▸ Exercise A:
Answer these questions about the CF naming thread:
(i) Which non-alphanumeric character was not excluded by practice?
(ii) According to Chris Barker, what is "pretty handy" to do with CF variable names?
(iii) In Steve Hankin's example, which character does the file creator use to name the delta variable?

▸ Extracted text:
┌──
So, why were non-alphanumeric characters
other than '_' excluded by practice back in the day? Are these reasons
still valid? In fact, given the statements in the Conventions, is there
actually anything other than opinion constraining people from using any
characters they like in variable (and dimension) names (as long as they
are OK with netCDF and maybe NUG)?

Grace and peace,

Jim

On
2014-01-14 12:08, Chris Barker wrote:

> There is another reason:
>
mapping CF variable names directly to programming language variable
names is pretty handy -- so it's nice if those are legal.
> I'm sure
not all programming languages have the same restrictions on names, but
there is surely a subset that's pretty common (i.e. none of the usual
math characters).
> -Chris
>
> On Mon, Jan 13, 2014 at 12:57 PM,
Steve Hankin <steven.c.hankin at noaa.gov [9]> wrote:
>
>> Hi John,
>>
>>
Philosophically I am aligned with Bryan: the purpose of the CF standard
is to constrain (simplify and make predictable) the use of a highly
general file creation toolkit like netCDF. The question of limitations
placed on name strings should be evaluated on this yard stick.
>>
>>
There is a class of problems that are created by embedding special
syntax characters willy-nilly into name strings. Namely, that the use of
such characters can render mathematical expressions ambiguous. Here's a
simple example. Suppose a file contains 3 surface marine variables --
lets say atmospheric CO2, ocean CO2 and an artfully computed delta
across the surface. Further say that the file creator chooses to name
the delta variable using a "-", as in
>> atmosCO2
>> waterCO2
>> and
>>
_ _ atmosCO2-waterCO2
>>
>> Then the meaning of the mathematical
expression "atmosCO2-waterCO2" has been rendered ambiguous. Is it a
single variable name, or the difference of two? One is forced to use
arbitrary tricks that are alien to the scientific users we are trying to
serve -- say disambiguating the expression by insisting on surrounding
quotes, "atmosCO2"-"waterCO2", white space, "atmosCO2 - waterCO2".
└──
▸ Exercise B:
Reproduce only the rows starting with the line that contains "Indicate the white fur" and going on through the line that contains "x=853, y=172". Keep each request line unchanged, and shift every x and y coordinate in the answers by -37.

(Pointing records)
┌──
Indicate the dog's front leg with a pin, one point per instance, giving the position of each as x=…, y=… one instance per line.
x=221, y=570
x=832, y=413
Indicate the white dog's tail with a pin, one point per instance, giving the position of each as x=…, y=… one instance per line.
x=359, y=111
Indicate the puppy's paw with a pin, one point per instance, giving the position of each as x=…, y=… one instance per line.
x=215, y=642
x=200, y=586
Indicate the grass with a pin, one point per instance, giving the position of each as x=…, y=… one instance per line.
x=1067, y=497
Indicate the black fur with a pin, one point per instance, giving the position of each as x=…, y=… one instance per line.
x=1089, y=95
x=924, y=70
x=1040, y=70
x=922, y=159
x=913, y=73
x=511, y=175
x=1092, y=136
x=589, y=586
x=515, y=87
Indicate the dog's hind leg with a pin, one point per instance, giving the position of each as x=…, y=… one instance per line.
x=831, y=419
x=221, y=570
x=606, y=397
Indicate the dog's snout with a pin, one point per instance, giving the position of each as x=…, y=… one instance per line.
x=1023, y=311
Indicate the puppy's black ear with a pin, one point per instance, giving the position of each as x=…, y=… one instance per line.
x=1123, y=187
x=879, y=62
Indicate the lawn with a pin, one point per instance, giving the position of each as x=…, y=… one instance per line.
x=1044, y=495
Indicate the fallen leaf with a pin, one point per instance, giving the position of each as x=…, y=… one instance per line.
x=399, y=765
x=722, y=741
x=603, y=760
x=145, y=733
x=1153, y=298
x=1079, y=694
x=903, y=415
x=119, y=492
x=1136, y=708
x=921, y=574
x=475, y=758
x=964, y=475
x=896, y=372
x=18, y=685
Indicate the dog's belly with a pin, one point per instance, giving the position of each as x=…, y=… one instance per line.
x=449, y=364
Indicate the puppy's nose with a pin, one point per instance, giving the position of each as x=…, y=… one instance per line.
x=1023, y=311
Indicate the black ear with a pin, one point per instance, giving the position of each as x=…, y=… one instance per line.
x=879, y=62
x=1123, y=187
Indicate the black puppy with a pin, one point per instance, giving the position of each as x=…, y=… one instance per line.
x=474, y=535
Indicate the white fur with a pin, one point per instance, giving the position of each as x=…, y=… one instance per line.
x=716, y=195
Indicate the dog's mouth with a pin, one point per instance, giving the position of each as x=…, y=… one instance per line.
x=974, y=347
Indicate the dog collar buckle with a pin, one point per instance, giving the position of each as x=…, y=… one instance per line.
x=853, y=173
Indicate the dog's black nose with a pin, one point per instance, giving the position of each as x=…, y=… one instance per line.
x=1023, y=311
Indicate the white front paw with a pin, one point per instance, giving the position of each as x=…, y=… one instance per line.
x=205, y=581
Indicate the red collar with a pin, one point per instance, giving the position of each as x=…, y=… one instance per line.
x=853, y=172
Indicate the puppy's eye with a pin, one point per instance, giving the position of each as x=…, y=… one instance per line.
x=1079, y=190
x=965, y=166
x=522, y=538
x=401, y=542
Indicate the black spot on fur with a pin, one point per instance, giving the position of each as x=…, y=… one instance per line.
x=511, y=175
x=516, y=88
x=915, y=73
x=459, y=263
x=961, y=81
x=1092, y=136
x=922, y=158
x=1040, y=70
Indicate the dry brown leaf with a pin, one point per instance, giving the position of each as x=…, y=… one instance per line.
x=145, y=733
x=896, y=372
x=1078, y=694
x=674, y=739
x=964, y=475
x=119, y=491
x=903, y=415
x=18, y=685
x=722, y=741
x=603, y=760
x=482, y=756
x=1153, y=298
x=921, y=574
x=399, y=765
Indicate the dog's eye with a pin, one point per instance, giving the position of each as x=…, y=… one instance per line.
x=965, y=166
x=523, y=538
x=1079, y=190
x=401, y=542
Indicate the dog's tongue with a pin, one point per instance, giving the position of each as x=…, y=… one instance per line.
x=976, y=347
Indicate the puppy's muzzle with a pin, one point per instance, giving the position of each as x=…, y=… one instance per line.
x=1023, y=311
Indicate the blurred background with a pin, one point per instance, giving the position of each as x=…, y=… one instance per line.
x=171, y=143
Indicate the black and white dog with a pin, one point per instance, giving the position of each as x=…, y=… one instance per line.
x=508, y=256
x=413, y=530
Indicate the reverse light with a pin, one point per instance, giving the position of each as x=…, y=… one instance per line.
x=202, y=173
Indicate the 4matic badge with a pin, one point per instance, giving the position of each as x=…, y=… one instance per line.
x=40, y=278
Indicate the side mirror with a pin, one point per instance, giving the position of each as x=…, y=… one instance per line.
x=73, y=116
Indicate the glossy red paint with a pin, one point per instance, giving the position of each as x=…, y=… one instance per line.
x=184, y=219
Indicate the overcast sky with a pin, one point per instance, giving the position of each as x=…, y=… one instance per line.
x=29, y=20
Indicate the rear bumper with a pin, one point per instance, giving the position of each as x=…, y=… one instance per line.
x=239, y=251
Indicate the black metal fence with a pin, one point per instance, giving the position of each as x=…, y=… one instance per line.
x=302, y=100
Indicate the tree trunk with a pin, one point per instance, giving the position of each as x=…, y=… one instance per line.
└──
▸ Solution A:
(i) The underscore, '_'.
(ii) Mapping CF variable names directly to programming language variable names.
(iii) The hyphen, "-".

▸ Solution B:
Indicate the white fur with a pin, one point per instance, giving the position of each as x=…, y=… one instance per line.
x=679, y=158
Indicate the dog's mouth with a pin, one point per instance, giving the position of each as x=…, y=… one instance per line.
x=937, y=310
Indicate the dog collar buckle with a pin, one point per instance, giving the position of each as x=…, y=… one instance per line.
x=816, y=136
Indicate the dog's black nose with a pin, one point per instance, giving the position of each as x=…, y=… one instance per line.
x=986, y=274
Indicate the white front paw with a pin, one point per instance, giving the position of each as x=…, y=… one instance per line.
x=168, y=544
Indicate the red collar with a pin, one point per instance, giving the position of each as x=…, y=… one instance per line.
x=816, y=135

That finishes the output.